**Given exercise:** Recast the records from the line containing "Exercise. Point out each instance of the satin" through their end as a numbered list, omitting any blank lines.

**Task material:**
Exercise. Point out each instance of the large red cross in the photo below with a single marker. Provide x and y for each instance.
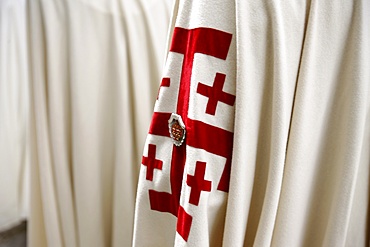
(151, 162)
(215, 94)
(198, 183)
(210, 42)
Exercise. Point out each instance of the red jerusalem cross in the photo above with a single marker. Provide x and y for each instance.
(151, 162)
(198, 183)
(215, 94)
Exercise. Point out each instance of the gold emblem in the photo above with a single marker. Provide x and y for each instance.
(177, 129)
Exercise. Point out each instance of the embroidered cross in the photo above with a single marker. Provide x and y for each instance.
(198, 183)
(215, 94)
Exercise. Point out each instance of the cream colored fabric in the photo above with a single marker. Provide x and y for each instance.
(301, 154)
(300, 174)
(14, 98)
(95, 72)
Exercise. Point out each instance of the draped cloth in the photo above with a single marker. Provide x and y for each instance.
(14, 103)
(95, 69)
(289, 83)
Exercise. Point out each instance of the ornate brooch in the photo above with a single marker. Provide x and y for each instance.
(176, 128)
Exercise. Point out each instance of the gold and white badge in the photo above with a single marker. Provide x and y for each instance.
(176, 128)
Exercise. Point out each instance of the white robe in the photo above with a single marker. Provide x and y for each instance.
(95, 69)
(301, 123)
(14, 113)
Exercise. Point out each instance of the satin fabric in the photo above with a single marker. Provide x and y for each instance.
(300, 163)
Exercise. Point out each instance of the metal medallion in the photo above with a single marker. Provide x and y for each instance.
(177, 129)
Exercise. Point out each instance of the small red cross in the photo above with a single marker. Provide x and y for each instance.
(198, 183)
(151, 162)
(165, 83)
(215, 94)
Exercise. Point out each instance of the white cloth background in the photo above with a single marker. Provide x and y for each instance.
(300, 174)
(14, 103)
(301, 156)
(95, 69)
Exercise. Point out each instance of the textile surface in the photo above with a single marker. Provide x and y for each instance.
(95, 69)
(14, 114)
(274, 97)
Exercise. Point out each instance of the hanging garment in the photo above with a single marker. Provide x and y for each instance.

**Response:**
1. Exercise. Point out each instance of the satin fabric in the photo above with a single marker. Provide x and y for each instance.
2. (300, 163)
3. Exercise. Point out each instance of the metal medallion in the photo above with a single marker. Provide x and y for each instance.
4. (177, 129)
5. Exercise. Point out each instance of the small red cross in the photo above with a single marker. Provide x and y for each instance.
6. (198, 183)
7. (151, 162)
8. (165, 83)
9. (215, 94)
10. Exercise. Point out each instance of the white cloth background in the photo above with a single marker. Provide x and y for each instance.
11. (300, 174)
12. (14, 103)
13. (301, 156)
14. (95, 69)
15. Exercise. Point out each instance of the textile surface in the photo above with a single marker. Provide x and y for each instance.
16. (95, 69)
17. (14, 114)
18. (274, 97)
19. Exercise. Point out each instance of the hanging garment in the photo above with a single marker. Provide x and y for each instance.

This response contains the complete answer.